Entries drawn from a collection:
────────
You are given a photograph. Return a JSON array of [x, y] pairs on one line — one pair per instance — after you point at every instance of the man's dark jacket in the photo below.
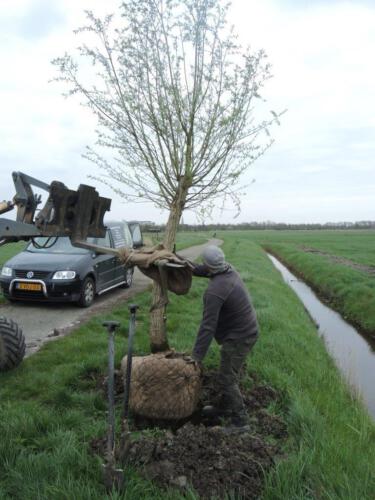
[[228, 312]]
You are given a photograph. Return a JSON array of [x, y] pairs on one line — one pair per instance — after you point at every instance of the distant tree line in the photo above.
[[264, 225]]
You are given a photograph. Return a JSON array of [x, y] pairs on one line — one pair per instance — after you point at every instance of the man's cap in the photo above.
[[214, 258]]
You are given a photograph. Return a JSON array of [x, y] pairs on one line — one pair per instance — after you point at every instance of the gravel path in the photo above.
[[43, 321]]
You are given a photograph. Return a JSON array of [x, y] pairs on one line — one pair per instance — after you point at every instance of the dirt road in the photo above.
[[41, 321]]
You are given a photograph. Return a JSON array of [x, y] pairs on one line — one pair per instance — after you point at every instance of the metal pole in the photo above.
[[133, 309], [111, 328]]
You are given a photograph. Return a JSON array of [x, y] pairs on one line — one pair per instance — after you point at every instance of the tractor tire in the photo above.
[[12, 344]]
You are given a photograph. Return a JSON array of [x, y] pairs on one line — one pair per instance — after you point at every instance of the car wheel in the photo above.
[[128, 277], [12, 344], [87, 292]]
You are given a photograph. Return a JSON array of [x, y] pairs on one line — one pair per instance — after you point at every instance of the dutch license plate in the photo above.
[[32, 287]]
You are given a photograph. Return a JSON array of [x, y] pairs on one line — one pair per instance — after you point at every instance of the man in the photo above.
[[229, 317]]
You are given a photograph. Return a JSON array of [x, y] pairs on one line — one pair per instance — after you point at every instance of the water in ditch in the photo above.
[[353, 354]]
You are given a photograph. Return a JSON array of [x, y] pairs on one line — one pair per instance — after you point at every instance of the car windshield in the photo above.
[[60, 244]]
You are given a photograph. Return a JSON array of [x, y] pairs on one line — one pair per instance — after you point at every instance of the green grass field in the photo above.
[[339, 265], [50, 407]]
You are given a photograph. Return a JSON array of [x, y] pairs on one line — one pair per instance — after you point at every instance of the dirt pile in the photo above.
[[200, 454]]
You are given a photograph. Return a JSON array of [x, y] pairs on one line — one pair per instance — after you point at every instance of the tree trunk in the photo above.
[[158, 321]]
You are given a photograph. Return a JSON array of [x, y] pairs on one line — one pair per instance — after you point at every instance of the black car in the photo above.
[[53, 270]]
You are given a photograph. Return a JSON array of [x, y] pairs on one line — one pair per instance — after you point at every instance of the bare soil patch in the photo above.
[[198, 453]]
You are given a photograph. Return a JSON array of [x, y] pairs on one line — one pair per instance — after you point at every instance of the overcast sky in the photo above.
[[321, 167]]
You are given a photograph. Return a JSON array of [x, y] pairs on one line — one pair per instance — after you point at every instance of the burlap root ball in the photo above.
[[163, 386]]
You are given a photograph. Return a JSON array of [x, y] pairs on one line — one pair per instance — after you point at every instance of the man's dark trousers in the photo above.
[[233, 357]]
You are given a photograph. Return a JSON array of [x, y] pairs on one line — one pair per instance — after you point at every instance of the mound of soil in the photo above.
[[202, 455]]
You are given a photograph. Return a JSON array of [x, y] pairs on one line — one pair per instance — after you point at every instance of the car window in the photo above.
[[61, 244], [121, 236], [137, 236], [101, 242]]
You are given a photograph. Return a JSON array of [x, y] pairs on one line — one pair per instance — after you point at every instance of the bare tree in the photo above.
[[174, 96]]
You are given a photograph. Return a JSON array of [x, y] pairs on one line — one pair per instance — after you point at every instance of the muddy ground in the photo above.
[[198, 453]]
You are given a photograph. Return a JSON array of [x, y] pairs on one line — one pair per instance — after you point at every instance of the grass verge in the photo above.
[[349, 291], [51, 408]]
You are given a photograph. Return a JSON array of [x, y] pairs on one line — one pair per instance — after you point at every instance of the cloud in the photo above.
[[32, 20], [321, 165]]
────────
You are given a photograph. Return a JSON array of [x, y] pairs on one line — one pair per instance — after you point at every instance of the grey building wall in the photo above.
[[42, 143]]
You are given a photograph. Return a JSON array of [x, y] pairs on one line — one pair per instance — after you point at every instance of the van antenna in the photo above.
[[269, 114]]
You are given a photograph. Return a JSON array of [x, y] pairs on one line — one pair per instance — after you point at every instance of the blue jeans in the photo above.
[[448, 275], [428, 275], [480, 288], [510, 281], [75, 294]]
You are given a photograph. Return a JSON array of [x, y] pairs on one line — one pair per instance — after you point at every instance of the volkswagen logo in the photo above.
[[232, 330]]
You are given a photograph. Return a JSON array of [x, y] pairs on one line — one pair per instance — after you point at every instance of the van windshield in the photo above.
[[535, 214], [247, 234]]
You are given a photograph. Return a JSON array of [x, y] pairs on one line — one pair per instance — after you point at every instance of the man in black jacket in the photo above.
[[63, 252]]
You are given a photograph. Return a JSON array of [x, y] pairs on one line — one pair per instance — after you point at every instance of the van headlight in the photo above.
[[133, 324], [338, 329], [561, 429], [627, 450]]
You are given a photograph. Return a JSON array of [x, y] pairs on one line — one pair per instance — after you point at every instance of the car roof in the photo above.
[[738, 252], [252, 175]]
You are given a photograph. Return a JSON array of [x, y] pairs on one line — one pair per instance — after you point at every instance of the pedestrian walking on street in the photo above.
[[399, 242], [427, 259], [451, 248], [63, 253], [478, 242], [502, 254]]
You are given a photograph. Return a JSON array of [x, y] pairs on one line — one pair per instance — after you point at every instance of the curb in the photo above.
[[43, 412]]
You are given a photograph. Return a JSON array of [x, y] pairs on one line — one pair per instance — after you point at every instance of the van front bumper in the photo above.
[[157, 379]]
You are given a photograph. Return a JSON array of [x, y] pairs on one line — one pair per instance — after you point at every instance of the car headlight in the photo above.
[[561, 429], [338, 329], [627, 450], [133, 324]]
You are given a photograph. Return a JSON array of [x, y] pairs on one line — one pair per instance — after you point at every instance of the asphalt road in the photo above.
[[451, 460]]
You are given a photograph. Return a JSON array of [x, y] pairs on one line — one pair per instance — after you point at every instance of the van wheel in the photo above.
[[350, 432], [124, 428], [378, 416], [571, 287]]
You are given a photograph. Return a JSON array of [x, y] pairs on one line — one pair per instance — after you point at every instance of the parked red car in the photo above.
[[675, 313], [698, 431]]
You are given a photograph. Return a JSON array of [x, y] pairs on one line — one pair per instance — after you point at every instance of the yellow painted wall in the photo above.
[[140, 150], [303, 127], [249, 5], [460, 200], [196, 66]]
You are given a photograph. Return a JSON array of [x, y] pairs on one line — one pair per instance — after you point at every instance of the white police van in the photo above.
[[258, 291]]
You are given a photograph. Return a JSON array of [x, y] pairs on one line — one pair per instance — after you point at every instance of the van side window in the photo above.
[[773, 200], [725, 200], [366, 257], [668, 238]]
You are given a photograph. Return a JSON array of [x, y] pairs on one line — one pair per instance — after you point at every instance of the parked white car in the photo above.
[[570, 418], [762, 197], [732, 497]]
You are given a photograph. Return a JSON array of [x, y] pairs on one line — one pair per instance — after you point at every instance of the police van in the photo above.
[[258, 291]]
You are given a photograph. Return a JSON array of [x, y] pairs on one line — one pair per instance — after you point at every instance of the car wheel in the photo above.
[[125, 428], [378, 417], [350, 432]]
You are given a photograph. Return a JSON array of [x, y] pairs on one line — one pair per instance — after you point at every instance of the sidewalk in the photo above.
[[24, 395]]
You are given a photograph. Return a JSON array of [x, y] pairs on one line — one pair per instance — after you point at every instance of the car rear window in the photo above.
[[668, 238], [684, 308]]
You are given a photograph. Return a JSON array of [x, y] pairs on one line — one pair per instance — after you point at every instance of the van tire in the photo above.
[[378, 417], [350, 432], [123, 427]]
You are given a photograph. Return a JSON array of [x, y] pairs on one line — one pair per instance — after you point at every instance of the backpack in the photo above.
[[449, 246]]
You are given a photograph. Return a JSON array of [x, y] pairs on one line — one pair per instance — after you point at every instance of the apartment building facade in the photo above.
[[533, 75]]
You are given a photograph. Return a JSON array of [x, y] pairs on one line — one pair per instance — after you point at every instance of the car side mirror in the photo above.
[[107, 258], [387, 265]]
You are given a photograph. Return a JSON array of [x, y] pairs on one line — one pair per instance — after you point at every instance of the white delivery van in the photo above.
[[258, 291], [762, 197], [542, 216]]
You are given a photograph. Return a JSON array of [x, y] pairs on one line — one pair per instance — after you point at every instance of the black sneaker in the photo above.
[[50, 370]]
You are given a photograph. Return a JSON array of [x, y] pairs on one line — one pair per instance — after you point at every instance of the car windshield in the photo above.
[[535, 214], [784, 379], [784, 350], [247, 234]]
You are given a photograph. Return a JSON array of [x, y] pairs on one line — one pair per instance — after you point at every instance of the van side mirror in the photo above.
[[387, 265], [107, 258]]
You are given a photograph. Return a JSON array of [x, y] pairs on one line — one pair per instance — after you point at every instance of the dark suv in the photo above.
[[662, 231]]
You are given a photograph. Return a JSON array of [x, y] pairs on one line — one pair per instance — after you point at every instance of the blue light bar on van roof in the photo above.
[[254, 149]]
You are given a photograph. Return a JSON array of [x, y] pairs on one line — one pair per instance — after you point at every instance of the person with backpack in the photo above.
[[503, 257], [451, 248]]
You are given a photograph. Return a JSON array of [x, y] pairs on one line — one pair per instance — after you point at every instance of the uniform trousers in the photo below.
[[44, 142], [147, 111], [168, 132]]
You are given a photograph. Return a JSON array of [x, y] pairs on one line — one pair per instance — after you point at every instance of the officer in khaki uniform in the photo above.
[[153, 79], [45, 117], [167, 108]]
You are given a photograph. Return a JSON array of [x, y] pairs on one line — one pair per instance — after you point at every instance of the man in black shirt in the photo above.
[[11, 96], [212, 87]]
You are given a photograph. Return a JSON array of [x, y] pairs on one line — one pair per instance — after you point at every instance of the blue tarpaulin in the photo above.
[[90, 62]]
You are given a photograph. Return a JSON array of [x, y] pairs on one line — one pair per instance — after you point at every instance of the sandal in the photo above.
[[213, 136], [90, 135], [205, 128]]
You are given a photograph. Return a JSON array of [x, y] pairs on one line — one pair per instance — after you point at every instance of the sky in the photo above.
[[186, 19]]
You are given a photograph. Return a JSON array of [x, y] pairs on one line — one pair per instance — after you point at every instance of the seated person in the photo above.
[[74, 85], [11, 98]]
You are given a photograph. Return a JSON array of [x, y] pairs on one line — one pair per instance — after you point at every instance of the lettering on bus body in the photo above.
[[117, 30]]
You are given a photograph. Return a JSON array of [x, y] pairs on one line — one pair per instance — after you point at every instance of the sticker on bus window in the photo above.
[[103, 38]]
────────
> **INSTRUCTIONS FOR THE TASK**
Output the lines of the material verbatim, starting at the line containing "van headlight in the photo above." and ending at the line containing "[[561, 429], [338, 329], [627, 450], [133, 324]]", with both of those lines included.

> **WRITTEN ANSWER**
You are given a photograph. Return a JSON array of [x, y] pairs on one line — one pair per instance — after you point at every instance of the van headlight in the photo above.
[[133, 324], [338, 329], [561, 429], [627, 450]]
You are given a photograph. Return a JSON array of [x, y] pairs on one line — one pair per instance — after you point at every instance of the car roof in the photo above.
[[738, 252], [252, 175]]
You are given a photograph. Return a JSON array of [x, y] pairs on one line — one pair per instance — after you point at every instance of the pedestrian walking on street in the photo above.
[[399, 242], [427, 259], [451, 248], [63, 253], [478, 242], [502, 254]]
You are given a photograph. Return a JSON array of [x, y] pairs on one line — one pair per instance — after you point at every instance of the curb in the photo above.
[[43, 412]]
You are given a photograph. Return a JSON array of [x, y] pairs on one line — one pair per instance — after you point at every instance of the van front bumper in the photo above.
[[157, 379]]
You are given a photograph. Return a JSON array of [x, y] pairs on one line — one pair per instance — after you point at every instance of the car headlight in the photo above.
[[561, 429], [338, 329], [627, 450], [133, 324]]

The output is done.